==== Texto de estudo

Eu era ameaçada com “diretas” como: “tem gente torcendo para você adoecer para ficar no teu lugar; você é o problema da escola; você não vê que ninguém gosta de você? Foram-me, então, negadas as aulas de Biologia, pois segundo a direção os contratos tinham preferência sobre mim, mesmo eu sendo concursada. Diziam que havia trabalho para além de Biologia: as disciplinas de Química, Ciências e Matemática. E dei aulas gratuitamente. Eu, que sempre preparei minhas aulas com esmero, procurava por mais assuntos interessantes e por novidades. E eu…Eu não conseguia mais entrar na sala dos professores. Desse modo, ia ajudar, na cozinha, secar a louça, mas isso também incomodou meus colegas, afinal esse não era o meu trabalho. Eu já não conseguia mais levantar para ir para a escola. Dessa maneira, chegava quando o sinal já tinha tocado…

Implorei por ajuda. Tinha certeza que iria morrer. Pedia para poder ver meus filhos encaminhados. Entretanto, NADA despertava a empatia da direção. E surgiram denúncias sobre a escola, sendo que e-mails foram enviados à Coordenadoria Regional de Educação…E eu fui ACUSADA E CONDENADA. Procurei um advogado e ficou provado que esses e-mails nunca existiram. E o massacre continuou violentando minha mente. Até que o Estado me aposentou por invalidez. E eles afirmaram que eu quis me aposentar como se eu tivesse poder sobre os peritos. As armadilhas foram muito bem feitas e eu, tão jovem ainda, estava aposentada sem desejar isso.

As falácias, as fofocas. Eu não acreditava que sobreviveria, mas estou aqui, viva. Perdi muitas amizades ou foram elas que me perderam. Senti muita raiva, muita mesmo, e isso era estranho para mim, pois eu sempre fui uma mulher que podia ficar muito brava, mas não sentia raiva. Demorei sete anos para superar. Para a raiva passar. No entanto, jamais esqueci e não me permito esquecer, mas não no sentido de voltar atrás, e sim como uma lição de que tipo de pessoa eu não sou, não quero ser e nunca serei. Sobretudo, uma lição de como não tratar as outras pessoas, principalmente as com transtornos mentais.

Atualmente, não sou mais a mesma, porque acabei tornando-me mais introvertida, cuidadosa e desconfiada. Hoje em dia, tem que merecer muito para ter minha amizade e o meu amor. Sou autêntica e amistosa com quem minha experiência e intuição permitem.

========
==== Itens fornecidos

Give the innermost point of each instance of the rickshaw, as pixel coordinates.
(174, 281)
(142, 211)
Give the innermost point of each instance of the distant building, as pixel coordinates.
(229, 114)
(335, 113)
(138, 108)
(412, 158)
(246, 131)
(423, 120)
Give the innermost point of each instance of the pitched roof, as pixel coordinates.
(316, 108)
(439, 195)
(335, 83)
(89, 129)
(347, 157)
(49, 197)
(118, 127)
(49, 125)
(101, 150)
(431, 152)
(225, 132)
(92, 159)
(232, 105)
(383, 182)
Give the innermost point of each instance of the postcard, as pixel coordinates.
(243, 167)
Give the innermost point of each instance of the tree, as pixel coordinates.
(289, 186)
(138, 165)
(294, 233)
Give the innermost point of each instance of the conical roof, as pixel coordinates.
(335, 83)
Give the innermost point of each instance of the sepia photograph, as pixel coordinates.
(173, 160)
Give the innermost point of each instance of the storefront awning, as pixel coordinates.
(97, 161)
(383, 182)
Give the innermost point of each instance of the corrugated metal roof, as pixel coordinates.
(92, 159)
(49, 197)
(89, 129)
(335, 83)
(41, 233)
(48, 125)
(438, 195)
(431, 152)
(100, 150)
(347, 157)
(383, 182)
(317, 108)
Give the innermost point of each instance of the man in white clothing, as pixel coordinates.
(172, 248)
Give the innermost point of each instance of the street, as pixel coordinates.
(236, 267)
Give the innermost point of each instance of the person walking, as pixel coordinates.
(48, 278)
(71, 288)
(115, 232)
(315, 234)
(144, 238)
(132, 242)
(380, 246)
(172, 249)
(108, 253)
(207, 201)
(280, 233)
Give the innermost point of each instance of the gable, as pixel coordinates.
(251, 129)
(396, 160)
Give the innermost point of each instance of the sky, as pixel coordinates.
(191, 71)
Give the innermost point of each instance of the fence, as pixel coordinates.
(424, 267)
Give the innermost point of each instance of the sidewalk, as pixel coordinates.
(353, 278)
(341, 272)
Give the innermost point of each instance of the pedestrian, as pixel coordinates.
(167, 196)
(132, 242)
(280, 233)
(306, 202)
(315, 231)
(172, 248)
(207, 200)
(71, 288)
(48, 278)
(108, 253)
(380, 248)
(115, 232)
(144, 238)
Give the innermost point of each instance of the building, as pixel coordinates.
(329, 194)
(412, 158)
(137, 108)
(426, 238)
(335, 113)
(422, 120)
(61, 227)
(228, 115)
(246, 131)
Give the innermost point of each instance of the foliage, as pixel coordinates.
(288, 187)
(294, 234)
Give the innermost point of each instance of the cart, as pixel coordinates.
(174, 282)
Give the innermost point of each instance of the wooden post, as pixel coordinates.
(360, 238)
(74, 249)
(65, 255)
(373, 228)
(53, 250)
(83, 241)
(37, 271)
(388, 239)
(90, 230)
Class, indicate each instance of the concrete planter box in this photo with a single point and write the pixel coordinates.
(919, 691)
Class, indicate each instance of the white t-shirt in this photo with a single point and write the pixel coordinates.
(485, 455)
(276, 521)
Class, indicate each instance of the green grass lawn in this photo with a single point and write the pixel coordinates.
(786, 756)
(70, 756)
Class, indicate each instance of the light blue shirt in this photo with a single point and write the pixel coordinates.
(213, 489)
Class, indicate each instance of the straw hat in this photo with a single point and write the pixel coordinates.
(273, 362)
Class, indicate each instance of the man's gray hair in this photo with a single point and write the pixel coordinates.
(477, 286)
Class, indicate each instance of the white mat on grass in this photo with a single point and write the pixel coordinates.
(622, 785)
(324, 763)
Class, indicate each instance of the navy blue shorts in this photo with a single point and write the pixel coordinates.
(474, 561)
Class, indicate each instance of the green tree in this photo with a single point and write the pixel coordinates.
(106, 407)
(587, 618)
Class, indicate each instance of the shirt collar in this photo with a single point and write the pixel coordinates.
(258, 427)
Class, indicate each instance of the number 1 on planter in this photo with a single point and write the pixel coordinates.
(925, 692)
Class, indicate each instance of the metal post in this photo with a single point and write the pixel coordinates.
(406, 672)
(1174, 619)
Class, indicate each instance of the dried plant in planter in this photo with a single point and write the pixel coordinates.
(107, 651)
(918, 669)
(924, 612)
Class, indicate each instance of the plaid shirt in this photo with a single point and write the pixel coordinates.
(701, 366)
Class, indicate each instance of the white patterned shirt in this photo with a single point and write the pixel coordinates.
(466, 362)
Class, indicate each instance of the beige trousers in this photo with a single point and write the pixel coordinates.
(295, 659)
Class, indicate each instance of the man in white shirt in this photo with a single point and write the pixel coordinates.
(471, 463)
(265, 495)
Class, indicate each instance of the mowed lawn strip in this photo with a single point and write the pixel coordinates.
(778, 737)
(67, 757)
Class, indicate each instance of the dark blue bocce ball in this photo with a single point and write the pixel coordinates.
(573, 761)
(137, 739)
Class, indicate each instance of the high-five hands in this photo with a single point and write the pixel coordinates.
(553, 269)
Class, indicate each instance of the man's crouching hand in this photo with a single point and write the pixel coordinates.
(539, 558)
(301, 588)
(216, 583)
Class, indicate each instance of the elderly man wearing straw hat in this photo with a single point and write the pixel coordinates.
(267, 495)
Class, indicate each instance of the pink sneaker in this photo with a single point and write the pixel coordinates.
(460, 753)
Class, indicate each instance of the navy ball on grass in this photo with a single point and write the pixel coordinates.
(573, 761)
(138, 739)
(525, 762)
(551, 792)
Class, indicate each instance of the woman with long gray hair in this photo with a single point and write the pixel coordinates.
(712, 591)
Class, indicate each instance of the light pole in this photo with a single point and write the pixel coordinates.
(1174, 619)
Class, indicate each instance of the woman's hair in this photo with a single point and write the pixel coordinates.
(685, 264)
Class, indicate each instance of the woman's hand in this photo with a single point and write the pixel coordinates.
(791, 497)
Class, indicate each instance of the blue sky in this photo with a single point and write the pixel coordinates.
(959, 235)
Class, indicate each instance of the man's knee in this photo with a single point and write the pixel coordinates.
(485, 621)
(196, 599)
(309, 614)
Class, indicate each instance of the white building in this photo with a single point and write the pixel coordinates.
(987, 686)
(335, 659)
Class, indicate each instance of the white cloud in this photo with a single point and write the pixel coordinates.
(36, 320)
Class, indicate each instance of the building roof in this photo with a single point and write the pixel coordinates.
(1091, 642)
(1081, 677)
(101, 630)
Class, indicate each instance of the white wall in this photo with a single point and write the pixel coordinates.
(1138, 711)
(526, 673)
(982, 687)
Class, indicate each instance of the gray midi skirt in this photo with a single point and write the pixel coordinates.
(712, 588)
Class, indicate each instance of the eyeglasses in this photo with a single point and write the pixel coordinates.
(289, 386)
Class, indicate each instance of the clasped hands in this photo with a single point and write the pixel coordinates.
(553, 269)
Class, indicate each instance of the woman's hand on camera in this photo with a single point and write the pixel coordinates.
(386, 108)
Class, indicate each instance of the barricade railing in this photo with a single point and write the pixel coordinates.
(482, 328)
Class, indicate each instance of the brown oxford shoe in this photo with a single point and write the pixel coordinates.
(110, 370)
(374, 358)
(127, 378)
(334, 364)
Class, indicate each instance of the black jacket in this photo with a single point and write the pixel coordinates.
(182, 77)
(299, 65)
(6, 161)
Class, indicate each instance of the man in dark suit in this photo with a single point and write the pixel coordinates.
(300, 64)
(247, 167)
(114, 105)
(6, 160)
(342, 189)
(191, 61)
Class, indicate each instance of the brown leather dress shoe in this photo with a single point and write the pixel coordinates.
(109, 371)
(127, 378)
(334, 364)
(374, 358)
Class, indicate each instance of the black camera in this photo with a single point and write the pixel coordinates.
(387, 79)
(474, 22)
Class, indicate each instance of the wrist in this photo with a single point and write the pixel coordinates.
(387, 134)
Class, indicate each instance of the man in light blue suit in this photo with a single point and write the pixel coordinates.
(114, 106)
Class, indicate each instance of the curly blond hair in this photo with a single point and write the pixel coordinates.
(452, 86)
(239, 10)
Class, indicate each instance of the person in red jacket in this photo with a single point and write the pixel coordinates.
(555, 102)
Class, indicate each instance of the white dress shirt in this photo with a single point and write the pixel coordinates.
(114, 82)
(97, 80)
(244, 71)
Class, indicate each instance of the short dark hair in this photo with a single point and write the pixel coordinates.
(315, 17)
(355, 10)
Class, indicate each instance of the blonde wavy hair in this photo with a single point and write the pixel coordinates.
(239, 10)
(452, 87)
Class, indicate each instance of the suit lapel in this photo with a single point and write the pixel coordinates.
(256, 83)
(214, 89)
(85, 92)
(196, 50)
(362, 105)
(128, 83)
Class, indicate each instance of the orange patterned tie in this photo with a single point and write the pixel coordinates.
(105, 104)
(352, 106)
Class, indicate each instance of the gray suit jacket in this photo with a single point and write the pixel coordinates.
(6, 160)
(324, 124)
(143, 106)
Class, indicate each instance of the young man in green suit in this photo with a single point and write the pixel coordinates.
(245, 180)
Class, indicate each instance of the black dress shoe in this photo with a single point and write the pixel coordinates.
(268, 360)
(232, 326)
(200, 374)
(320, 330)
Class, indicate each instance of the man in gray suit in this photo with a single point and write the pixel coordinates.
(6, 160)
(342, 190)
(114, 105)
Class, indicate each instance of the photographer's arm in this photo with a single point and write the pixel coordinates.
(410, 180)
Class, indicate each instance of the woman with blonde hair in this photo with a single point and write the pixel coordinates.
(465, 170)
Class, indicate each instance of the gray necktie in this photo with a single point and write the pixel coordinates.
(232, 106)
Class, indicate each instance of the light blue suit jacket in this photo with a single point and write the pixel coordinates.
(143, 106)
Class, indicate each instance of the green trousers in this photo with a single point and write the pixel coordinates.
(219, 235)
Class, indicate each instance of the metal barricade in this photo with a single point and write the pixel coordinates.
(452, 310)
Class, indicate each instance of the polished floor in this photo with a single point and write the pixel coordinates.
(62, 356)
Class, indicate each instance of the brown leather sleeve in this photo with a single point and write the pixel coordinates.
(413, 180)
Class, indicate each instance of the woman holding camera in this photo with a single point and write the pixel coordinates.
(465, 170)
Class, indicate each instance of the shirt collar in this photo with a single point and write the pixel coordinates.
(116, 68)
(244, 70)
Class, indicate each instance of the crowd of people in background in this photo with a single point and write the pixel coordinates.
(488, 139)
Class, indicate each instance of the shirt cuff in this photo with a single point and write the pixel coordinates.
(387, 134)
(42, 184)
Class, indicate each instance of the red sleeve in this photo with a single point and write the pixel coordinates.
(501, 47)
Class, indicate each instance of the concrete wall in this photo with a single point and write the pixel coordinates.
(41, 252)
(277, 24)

========

**Atividades**
**1.** Pode editar o trecho do relato da professora que vai de "Implorei por ajuda." até "sem desejar isso.", substituindo "advogado" por "defensor"?
**2.** Pode retomar o relato da professora e continuá-lo a partir da última frase?

**Respostas esperadas**
**1.**
Implorei por ajuda. Tinha certeza que iria morrer. Pedia para poder ver meus filhos encaminhados. Entretanto, NADA despertava a empatia da direção. E surgiram denúncias sobre a escola, sendo que e-mails foram enviados à Coordenadoria Regional de Educação…E eu fui ACUSADA E CONDENADA. Procurei um defensor e ficou provado que esses e-mails nunca existiram. E o massacre continuou violentando minha mente. Até que o Estado me aposentou por invalidez. E eles afirmaram que eu quis me aposentar como se eu tivesse poder sobre os peritos. As armadilhas foram muito bem feitas e eu, tão jovem ainda, estava aposentada sem desejar isso.

**2.**
Quando perdi a vontade de viver, a minha alegria, o controle dos meus pensamentos e sentimentos, a minha profissão, o respeito de pessoas que eu gostava, eu perdi o “doce da vida”, então meu pâncreas adoeceu, porque uma das coisas que aprendi na vida é que antes da doença ser física, ela adoece nosso campo energético (aura), nosso corpo espiritual e mental, para só depois se manifestar no corpo. Quando não estamos em equilíbrio, em nossos corpos e em todos nossos níveis de consciência, nosso corpo físico adoece…

Quando estava profundamente deprimida, me sentia desamparada, incompreendida, envergonhada, com imenso sentimento de culpa. Ninguém entendia, (nem eu) e muitos não respeitavam. E para piorar, as medicações não surtiam efeito. Na situação atual, me sinto muito amada, amparada e grata! Quantas e quantas manifestações de apoio, orações, abraços carinhosos. Quanto amor! Sinto tanta gratidão pela vida ter me dado essa resposta tão positiva, tão amorosa, que todo desamor que sentia antes foi curado. E fico a me perguntar o porquê desse amor, desse carinho todo não ter vindo com a doença mental.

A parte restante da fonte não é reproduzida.